→ Written task
Print the listing below in its entirety, character for character.

→ Provided records
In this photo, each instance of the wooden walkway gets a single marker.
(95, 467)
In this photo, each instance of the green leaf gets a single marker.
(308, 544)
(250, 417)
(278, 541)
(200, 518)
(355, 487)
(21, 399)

→ Problem solution
In this photo, each instance of the wooden walkway gets a single marker.
(95, 467)
In this photo, each instance of the green leaf gets a single marker.
(308, 544)
(250, 417)
(278, 541)
(200, 518)
(355, 487)
(21, 399)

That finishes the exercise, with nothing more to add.